** Raw data follows **

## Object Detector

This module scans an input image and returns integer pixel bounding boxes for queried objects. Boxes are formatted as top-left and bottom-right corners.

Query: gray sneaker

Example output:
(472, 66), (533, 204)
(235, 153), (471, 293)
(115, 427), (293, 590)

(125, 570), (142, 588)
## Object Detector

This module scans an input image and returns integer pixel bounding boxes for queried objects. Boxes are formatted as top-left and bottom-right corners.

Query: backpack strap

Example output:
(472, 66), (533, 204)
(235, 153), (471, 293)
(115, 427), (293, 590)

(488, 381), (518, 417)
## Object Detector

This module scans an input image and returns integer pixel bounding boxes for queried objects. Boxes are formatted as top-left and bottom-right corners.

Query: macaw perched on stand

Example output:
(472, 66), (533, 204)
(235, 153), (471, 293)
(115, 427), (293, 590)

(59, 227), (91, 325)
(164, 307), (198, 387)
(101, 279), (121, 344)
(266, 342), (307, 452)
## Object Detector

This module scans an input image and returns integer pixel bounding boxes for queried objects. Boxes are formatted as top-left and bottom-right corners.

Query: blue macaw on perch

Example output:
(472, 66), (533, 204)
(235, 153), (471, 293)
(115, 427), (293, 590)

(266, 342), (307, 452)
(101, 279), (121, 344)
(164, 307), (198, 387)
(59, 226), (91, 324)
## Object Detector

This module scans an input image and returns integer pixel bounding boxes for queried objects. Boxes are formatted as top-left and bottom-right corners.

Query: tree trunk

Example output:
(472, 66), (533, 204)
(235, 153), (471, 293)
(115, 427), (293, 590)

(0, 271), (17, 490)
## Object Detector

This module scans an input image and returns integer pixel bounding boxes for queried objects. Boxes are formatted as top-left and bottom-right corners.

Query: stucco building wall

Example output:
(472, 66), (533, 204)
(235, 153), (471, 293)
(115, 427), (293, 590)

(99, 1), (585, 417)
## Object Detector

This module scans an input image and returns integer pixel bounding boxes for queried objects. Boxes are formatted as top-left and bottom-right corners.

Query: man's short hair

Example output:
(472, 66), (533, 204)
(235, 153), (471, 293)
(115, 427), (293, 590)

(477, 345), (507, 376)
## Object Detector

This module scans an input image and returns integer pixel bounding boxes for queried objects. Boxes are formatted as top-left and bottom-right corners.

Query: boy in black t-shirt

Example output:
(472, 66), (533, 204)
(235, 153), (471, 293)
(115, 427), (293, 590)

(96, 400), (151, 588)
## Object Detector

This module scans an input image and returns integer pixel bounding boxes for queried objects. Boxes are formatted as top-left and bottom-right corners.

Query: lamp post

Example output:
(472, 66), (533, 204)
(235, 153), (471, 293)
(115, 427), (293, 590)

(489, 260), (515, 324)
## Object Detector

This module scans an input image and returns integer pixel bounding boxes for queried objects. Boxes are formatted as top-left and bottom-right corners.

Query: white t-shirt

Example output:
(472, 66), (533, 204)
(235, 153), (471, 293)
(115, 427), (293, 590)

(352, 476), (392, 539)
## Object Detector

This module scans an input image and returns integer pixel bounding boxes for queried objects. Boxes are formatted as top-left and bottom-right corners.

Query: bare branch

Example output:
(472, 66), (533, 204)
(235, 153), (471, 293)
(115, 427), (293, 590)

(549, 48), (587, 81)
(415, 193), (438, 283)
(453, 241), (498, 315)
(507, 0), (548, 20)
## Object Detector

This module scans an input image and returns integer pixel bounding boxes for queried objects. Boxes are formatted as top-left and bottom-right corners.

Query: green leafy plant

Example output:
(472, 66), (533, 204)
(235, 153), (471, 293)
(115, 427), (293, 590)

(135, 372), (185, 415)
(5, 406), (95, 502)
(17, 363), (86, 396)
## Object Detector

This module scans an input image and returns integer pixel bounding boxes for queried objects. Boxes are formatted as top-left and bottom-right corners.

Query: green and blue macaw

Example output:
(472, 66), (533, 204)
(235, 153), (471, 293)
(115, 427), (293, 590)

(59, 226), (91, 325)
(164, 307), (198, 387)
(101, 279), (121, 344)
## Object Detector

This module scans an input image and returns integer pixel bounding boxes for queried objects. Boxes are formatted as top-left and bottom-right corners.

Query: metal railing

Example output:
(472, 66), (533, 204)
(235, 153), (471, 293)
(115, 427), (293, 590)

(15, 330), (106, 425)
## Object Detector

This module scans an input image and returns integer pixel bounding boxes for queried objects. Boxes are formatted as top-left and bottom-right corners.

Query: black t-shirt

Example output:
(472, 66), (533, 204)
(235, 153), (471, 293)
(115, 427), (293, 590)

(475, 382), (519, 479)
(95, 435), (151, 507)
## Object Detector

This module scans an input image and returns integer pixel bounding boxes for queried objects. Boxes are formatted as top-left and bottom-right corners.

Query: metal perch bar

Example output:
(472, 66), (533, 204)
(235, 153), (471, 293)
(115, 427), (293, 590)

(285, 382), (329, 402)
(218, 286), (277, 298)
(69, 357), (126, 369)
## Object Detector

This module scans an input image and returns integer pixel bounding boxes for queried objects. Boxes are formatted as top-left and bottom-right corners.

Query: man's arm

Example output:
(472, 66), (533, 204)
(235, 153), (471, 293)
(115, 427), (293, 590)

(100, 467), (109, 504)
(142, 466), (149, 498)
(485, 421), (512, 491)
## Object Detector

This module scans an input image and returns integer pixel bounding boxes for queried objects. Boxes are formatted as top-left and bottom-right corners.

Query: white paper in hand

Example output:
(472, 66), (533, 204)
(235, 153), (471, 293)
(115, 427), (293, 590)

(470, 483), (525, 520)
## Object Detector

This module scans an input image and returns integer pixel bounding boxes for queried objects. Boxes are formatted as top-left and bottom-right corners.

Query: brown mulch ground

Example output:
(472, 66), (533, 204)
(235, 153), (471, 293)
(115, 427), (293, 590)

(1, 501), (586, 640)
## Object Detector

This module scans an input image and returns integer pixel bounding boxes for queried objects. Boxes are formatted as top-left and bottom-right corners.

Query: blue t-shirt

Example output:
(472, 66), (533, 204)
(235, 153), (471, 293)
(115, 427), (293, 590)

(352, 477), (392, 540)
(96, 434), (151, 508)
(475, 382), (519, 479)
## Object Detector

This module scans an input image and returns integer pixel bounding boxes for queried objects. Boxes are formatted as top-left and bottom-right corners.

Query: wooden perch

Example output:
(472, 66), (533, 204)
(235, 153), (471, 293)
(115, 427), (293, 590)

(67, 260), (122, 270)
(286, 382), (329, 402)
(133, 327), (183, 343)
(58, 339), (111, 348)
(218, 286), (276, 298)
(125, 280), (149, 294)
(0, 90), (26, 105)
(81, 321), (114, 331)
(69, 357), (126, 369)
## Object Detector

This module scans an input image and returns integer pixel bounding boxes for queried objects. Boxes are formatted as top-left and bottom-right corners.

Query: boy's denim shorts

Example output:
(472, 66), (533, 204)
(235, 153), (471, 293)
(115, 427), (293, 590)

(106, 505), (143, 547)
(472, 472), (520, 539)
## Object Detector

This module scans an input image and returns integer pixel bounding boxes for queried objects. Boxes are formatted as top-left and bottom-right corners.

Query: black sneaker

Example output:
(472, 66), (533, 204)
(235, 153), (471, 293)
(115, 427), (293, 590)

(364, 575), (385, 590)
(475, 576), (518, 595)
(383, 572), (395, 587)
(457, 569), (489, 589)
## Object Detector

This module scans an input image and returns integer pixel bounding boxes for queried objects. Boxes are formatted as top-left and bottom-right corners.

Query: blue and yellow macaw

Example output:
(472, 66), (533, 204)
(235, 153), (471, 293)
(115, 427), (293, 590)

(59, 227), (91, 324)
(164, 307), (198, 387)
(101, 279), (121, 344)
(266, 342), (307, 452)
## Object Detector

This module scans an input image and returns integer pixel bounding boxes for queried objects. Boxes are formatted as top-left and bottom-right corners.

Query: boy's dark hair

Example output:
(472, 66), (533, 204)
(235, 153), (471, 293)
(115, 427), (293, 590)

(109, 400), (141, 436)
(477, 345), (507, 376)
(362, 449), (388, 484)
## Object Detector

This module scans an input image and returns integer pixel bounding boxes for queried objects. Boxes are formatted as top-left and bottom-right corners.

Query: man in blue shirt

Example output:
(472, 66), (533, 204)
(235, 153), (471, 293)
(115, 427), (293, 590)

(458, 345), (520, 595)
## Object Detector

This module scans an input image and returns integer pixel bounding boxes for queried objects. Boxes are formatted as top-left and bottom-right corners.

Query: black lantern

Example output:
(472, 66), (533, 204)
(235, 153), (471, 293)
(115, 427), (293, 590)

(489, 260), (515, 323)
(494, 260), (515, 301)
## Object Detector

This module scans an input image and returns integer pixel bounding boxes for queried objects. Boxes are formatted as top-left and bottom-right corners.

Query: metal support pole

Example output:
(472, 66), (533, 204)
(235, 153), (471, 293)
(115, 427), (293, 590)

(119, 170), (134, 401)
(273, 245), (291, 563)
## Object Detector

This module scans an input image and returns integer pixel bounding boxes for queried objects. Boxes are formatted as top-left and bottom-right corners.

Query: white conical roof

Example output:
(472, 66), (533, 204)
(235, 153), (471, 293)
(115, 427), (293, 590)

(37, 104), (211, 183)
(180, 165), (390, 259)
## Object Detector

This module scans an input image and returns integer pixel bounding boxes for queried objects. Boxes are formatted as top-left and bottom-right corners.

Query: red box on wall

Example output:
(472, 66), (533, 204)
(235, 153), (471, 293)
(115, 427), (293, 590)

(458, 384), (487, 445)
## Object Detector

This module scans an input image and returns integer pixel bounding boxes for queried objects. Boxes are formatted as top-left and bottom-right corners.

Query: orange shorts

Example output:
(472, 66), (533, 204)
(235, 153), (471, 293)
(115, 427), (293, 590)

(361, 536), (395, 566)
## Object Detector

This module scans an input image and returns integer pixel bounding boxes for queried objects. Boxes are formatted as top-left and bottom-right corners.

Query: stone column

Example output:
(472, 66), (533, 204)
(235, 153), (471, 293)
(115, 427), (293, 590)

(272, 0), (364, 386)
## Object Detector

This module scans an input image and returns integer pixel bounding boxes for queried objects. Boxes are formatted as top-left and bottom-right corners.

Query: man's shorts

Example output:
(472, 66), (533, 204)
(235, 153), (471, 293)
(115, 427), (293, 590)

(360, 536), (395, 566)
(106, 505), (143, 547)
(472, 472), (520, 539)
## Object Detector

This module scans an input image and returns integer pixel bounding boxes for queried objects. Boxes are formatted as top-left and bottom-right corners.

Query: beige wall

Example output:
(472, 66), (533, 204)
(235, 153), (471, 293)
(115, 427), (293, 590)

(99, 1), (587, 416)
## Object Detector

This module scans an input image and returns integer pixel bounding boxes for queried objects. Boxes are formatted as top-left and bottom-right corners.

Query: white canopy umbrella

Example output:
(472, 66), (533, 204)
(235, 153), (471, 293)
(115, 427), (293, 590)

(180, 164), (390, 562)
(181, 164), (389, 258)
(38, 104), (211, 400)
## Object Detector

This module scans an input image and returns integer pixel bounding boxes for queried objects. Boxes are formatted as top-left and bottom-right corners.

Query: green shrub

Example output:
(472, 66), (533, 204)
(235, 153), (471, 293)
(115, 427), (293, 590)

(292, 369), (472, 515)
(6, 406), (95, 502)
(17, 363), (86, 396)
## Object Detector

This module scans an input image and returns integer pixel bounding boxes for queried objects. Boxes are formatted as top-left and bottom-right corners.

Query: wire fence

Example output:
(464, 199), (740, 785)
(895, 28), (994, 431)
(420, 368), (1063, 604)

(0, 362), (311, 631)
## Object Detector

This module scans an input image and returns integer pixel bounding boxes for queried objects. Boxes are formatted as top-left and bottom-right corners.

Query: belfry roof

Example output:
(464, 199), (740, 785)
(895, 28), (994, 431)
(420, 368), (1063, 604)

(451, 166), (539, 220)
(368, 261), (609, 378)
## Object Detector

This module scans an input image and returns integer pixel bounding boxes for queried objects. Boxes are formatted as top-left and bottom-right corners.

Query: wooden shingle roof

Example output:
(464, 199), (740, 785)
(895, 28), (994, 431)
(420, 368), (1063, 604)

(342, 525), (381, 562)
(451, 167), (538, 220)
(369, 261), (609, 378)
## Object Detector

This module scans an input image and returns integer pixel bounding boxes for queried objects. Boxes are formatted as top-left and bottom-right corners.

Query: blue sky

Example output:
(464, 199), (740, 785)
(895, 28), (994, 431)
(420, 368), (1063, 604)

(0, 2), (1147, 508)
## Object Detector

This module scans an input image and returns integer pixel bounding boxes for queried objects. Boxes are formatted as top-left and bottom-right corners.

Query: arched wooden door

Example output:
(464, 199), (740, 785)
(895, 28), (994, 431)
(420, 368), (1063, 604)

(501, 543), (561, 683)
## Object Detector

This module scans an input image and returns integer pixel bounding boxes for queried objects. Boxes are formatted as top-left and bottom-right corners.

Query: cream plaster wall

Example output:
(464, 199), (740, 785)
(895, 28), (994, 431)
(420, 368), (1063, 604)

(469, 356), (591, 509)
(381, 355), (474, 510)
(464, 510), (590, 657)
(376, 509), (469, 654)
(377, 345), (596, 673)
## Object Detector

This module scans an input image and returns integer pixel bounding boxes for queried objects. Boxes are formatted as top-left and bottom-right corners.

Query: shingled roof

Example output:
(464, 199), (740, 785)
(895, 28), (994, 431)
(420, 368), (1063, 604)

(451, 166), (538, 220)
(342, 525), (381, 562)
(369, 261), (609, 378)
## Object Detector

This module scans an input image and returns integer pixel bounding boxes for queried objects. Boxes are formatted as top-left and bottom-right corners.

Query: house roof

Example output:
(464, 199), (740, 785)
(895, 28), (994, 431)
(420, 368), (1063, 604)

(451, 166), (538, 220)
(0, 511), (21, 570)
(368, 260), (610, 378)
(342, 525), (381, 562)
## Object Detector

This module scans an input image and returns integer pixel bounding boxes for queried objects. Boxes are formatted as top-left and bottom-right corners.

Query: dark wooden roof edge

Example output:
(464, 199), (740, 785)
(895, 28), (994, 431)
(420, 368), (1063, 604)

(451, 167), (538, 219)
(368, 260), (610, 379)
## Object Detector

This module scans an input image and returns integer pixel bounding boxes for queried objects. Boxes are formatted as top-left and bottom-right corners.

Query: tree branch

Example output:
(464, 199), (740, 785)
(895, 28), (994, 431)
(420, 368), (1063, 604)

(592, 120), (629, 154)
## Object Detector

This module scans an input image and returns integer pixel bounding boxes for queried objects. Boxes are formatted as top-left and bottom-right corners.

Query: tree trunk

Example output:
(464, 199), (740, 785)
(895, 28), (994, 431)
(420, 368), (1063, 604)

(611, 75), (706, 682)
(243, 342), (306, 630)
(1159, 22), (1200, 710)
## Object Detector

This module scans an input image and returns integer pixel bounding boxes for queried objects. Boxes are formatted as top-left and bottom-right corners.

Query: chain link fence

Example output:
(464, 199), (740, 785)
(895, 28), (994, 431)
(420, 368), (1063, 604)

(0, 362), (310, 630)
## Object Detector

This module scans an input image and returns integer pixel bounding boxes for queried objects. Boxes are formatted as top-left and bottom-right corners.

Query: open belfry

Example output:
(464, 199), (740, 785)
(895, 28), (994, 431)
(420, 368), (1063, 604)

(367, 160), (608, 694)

** End of Raw data **

* Your assignment:
Nothing but lines that contain "green" should appear in the answer. Copy each from the records.

* The answer:
Query: green leafy plant
Query: green and blue macaw
Query: green shrub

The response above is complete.